O que fazer. Redigite, sem nenhuma alteração, o trecho da resenha sobre Sapatos Brancos que aparece abaixo, começando em "Eu consigo perceber" e terminando em "das próprias vidas.".

### Trecho do documento ###

Terminei Sapatos Brancos e digo que fiquei impactado em diferentes níveis.

A leitura ocorreu a mim da seguinte maneira: sinto que fui me aproximando das personagens e aprendendo a desvendar a história, porque ela é contada de um forma diferente, a narrativa não é exatamente linear, ela vai se encaminhando para um futuro, mas é entrecortada por memórias do passado (às vezes eu voltava para saber em que época me encontrava, mas isso não é nem de longe negativo!).

Eu consigo perceber diferentes camadas na história, a primeira delas é do personagem central que é o Felipe, que consegue abarcar tantas vidas e ser tão representativo num só ser fictício. Tenho certeza que muitas pessoas LGBTQ+ podem se perceber nele, pessoas que carregaram/carregam o sentimento de inadequação e que tentam expressar, cada um a sua maneira, a potência das próprias vidas.

Um outro aspecto que me ressaltou aos olhos foi a sensibilidade em tratar temas considerados tabus, como abusos e violências na infância e o amor entre dois meninos. Outros nuances aos quais me detive são relativos à falsa moral de uma sociedade conservadora e machista. Sociedade essa que abomina a delicadeza de jovens meninos e se presta, incessantemente, à construção de uma masculinidade normativa, e para isso, não se furta em usar métodos ortodoxos, violentos e obscuros para “endireitar” os meninos.

Falando nisso, vejo que um dos mistérios que rondam e interferem na vida da população da cidade é a tal seita ecumênica. Esta, até esse ponto da história, tem um passado nebuloso e parece estar por trás de atos criminosos na cidade. Eu vejo também que as mulheres movem o enredo, a elas são reservados um protagonismo importante, visto que elas sustentam o peso da descaracterização que a sociedade impõe a elas (meu Deus, a Laura é vítima de todos os tipos de comentários maldosos e atacada por todos os lados).

Quanto à escrita, você sabe que eu amo o Wigvan-escritor, nessa história, particularmente, o texto imprime um caráter meio cinematográfico (parece que eu consigo acompanhar as personagens como num filme) e impactante, como na parte em que Felipe se dirige ao vestiário e, simultaneamente, sua mãe consegue ser atingida de igual forma.

### Informações exibidas ###

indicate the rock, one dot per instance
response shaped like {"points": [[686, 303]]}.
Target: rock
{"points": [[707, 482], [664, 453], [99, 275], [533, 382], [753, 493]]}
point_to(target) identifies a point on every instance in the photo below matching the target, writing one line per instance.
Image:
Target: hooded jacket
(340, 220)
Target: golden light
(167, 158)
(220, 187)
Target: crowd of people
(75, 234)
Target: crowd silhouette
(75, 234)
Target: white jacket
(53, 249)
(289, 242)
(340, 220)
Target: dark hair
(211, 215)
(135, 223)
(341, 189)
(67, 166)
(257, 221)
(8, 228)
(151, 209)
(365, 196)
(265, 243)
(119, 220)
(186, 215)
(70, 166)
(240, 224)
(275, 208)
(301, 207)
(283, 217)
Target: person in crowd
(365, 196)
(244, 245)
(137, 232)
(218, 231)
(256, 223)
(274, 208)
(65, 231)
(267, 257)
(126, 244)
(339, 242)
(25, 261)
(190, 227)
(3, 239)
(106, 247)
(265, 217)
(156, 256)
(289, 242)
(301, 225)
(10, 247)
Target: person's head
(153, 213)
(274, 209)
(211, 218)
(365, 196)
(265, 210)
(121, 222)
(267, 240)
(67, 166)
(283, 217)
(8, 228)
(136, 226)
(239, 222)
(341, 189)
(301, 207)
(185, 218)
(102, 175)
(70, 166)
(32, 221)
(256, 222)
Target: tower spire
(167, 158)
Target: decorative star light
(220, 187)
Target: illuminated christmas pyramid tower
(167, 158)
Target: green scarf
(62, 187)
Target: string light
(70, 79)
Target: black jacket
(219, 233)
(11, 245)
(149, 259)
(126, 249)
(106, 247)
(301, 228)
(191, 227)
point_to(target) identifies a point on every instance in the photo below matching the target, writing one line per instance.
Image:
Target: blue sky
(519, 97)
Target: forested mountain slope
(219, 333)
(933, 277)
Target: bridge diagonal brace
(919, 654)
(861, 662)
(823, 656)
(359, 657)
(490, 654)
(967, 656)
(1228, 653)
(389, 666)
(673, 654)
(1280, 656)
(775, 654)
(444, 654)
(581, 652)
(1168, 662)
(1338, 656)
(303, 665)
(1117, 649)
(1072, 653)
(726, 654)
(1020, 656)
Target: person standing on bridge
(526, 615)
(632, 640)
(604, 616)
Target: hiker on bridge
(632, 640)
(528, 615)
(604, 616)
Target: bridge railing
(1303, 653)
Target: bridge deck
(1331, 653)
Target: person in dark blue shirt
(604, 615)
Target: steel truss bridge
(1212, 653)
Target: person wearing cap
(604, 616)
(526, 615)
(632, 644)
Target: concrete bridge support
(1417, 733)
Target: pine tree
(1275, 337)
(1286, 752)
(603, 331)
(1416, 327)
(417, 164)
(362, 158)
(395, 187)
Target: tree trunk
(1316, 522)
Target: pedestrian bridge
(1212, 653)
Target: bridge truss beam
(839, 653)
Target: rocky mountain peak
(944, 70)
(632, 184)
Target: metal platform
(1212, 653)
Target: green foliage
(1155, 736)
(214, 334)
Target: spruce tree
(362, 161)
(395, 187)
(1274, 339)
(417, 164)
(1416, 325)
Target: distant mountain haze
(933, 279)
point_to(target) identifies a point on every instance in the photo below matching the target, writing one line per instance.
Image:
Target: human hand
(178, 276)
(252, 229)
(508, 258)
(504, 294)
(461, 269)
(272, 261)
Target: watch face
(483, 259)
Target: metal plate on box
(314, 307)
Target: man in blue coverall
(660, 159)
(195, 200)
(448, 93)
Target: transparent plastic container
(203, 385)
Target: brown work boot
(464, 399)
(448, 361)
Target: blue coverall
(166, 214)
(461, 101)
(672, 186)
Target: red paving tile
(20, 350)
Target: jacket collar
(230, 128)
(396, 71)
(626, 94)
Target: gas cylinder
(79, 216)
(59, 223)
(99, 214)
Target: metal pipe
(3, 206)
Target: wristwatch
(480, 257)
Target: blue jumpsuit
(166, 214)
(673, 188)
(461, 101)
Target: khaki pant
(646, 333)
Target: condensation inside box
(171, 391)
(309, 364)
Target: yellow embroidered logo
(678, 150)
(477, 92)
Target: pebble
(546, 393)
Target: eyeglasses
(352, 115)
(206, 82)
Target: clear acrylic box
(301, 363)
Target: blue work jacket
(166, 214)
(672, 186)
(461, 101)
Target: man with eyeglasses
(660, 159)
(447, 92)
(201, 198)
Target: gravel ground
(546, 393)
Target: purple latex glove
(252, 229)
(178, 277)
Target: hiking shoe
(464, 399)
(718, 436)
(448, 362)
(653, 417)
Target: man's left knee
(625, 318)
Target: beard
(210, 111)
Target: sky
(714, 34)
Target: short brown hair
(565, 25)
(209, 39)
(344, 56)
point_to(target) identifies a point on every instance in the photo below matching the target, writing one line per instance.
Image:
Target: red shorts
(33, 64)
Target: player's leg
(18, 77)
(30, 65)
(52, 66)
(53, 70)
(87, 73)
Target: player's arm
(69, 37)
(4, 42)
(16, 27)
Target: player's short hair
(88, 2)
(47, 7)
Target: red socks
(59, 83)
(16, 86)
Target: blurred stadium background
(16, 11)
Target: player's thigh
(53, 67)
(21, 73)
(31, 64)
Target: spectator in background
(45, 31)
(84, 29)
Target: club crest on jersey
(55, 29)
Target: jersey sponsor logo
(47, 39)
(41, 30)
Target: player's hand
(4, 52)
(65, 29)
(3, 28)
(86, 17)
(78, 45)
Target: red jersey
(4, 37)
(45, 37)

###

Resposta completa.
Eu consigo perceber diferentes camadas na história, a primeira delas é do personagem central que é o Felipe, que consegue abarcar tantas vidas e ser tão representativo num só ser fictício. Tenho certeza que muitas pessoas LGBTQ+ podem se perceber nele, pessoas que carregaram/carregam o sentimento de inadequação e que tentam expressar, cada um a sua maneira, a potência das próprias vidas.